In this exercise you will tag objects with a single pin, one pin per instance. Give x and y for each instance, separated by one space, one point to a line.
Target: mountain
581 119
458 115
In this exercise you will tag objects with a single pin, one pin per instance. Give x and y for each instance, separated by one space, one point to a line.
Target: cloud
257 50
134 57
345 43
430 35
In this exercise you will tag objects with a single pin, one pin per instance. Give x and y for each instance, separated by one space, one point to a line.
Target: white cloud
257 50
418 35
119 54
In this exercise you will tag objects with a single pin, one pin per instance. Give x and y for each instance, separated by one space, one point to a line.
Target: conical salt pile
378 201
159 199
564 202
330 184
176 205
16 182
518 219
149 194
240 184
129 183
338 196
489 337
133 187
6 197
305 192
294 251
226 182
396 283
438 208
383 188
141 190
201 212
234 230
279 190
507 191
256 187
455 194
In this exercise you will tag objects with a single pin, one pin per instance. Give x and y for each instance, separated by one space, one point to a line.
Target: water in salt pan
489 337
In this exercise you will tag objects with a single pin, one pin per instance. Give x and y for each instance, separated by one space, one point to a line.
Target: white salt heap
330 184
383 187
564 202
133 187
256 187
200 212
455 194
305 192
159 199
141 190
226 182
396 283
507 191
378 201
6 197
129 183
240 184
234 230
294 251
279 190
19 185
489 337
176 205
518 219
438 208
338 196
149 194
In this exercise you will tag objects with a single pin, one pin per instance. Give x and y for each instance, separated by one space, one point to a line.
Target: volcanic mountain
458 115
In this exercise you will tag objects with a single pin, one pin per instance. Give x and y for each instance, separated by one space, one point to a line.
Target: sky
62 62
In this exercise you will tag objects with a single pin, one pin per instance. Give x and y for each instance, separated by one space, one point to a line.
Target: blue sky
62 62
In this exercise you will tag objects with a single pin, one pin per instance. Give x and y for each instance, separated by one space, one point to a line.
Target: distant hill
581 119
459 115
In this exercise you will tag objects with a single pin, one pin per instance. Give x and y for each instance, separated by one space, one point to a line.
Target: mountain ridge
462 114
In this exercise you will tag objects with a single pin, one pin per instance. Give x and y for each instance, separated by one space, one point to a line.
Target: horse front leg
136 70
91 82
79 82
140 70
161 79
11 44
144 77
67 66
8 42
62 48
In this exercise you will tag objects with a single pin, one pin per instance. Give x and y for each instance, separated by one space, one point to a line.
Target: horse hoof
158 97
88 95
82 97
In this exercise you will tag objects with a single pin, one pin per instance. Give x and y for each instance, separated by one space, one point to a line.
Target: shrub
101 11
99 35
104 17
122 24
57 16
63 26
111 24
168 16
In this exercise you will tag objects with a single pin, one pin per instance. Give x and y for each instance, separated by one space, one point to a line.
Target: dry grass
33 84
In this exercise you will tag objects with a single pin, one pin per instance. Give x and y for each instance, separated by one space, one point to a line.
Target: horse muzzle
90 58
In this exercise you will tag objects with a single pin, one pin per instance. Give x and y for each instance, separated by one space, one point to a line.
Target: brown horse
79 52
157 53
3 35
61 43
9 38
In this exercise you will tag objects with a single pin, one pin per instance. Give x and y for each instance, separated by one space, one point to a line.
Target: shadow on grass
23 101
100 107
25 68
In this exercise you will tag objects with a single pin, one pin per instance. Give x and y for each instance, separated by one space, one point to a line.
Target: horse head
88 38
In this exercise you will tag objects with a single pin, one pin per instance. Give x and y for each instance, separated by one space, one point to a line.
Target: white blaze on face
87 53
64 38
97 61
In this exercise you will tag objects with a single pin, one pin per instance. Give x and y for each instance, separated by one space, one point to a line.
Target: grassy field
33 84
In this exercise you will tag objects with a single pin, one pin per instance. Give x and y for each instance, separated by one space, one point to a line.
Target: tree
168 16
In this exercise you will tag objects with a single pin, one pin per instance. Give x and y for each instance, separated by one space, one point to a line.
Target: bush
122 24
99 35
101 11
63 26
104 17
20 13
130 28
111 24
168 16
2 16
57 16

::::

» WHAT TO PRODUCE: Each line of the records must be reproduced exactly.

» ANSWER SECTION:
In this exercise you will tag objects with a single pin, one pin per instance. Give x and y for each instance, separated by one space, one point to a line.
Target: mountain
581 119
458 115
In this exercise you will tag objects with a single pin, one pin per instance. Give x and y for each instance, separated by one space, one point to a line.
Target: cloud
257 50
134 57
345 43
430 35
In this exercise you will tag objects with a single pin, one pin per instance. Give x and y for each instance, separated by one space, one point to a line.
Target: white cloud
257 50
418 35
119 54
In this exercise you will tag objects with a single pin, one pin per instance. Give x and y for each instance, separated by one space, one point to a line.
Target: conical salt pile
378 201
159 199
564 202
330 184
176 205
16 182
518 219
149 194
240 184
129 183
338 196
489 337
133 187
6 197
305 192
294 251
226 182
396 283
438 208
383 188
141 190
201 212
234 230
279 190
507 191
256 187
455 194
In this exercise you will tag objects with a single pin, one pin per instance. Give x and y for each instance, separated by one space, one point to a line.
Target: water in salt pan
489 337
In this exercise you will tag objects with a single pin, one pin per instance. Give x and y for each instance, separated by one space, one point to a line.
Target: white salt heap
330 184
383 187
564 202
133 187
256 187
200 212
455 194
305 192
159 199
141 190
226 182
396 283
507 191
378 201
6 197
129 183
240 184
234 230
294 251
279 190
19 185
489 337
176 205
518 219
438 208
338 196
149 194
In this exercise you will tag objects with a single pin, one pin per instance. Give x and y for each instance, separated by one space, one point to a line.
Target: volcanic mountain
458 115
In this exercise you will tag objects with a single pin, one pin per instance. Give x and y for each instance, separated by one space, one point to a line.
Target: sky
62 62
In this exercise you will tag objects with a single pin, one pin per instance. Give x and y for each instance, separated by one space, one point to a line.
Target: blue sky
62 62
In this exercise you will tag objects with a single pin, one pin per instance. Give x and y for each instance, separated by one space, one point to a line.
Target: distant hill
581 119
459 115
In this exercise you will tag objects with a single pin, one pin per instance. Give x and y for each instance, separated by one space, one point to a line.
Target: mountain ridge
462 114
In this exercise you will tag objects with a single pin, one pin per instance. Give x and y for each instance, separated by one space, one point to a line.
Target: horse front leg
136 70
91 82
79 82
140 70
161 79
11 44
144 77
67 66
8 42
62 48
In this exercise you will tag objects with a single pin, one pin per instance. Give x and y for each instance, separated by one space, one point to a line.
Target: horse hoof
158 97
88 95
82 97
In this exercise you will tag objects with a single pin, one pin per instance. Give x and y for each instance, separated by one space, one point to a line.
Target: shrub
101 11
99 35
104 17
122 24
57 16
63 26
111 24
168 16
In this exercise you will tag objects with a single pin, one pin per instance. Give x and y for each instance, separated by one space, one point to a line.
Target: dry grass
33 84
In this exercise you will tag objects with a single pin, one pin per instance. Give x and y for each instance, separated by one space, one point to a line.
Target: horse muzzle
90 58
In this exercise you will tag objects with a single pin, one pin per instance. Give x and y for each instance, separated by one space, one point to a line.
Target: brown horse
79 52
157 53
3 35
61 43
9 38
In this exercise you will tag objects with a single pin, one pin per instance. Give x and y for each instance, separated by one space, one point to a line.
Target: shadow on grass
23 101
100 107
25 68
In this exercise you will tag objects with a single pin, one pin per instance. Give x and y for each instance, separated by one space, one point to a line.
Target: horse head
88 38
In this exercise you will tag objects with a single pin, one pin per instance. Give x and y for each instance, separated by one space, one point to a line.
Target: white blaze on face
87 53
64 38
97 61
In this exercise you will tag objects with a single pin, one pin per instance. Give x and y for each instance, separated by one space, one point to a line.
Target: grassy field
33 84
In this exercise you will tag objects with a single pin, one pin per instance. Give x and y for each instance, separated by one space, one point to a line.
Target: tree
168 16
In this exercise you will tag objects with a single pin, one pin per instance. Give x and y for each instance, separated by one space, one point to a line.
Target: bush
122 24
99 35
101 11
63 26
104 17
20 13
130 28
111 24
168 16
2 16
57 16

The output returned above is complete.